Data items
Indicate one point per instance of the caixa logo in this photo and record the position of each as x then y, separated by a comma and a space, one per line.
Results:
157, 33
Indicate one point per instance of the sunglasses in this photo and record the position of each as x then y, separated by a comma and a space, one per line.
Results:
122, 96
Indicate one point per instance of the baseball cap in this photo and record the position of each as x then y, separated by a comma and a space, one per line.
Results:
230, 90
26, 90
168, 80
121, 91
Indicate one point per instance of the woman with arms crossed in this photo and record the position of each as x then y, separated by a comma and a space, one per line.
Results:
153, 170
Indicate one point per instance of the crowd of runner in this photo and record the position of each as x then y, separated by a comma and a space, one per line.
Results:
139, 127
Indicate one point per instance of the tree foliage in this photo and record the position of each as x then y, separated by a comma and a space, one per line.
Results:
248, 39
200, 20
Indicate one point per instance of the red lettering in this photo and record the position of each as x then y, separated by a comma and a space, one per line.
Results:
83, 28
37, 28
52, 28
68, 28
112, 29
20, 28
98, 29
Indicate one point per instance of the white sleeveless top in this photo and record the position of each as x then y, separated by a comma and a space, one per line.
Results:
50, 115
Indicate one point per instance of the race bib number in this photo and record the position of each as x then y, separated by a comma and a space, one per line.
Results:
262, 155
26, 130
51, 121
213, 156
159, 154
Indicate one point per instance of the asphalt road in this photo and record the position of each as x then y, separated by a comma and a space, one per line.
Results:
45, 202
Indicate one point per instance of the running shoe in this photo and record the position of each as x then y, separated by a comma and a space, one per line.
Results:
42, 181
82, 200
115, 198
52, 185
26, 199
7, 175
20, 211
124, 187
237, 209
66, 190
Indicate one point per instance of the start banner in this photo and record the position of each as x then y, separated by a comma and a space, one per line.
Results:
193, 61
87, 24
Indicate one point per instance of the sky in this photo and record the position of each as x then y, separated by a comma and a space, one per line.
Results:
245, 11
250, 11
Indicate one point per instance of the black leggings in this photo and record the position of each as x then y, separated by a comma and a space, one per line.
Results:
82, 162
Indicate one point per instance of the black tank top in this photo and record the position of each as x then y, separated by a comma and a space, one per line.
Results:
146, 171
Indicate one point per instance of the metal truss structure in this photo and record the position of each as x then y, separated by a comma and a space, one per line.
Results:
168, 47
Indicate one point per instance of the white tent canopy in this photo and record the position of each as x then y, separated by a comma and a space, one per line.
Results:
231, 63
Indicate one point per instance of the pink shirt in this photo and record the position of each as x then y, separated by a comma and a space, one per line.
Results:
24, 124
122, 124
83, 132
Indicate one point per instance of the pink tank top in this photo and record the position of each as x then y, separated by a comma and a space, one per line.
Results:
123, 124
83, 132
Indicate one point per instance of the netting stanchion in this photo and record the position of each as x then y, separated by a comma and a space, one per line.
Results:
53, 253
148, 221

## Directions for this task
If a line in the data above holds the word "pink", count it; give only the total.

## Answer box
2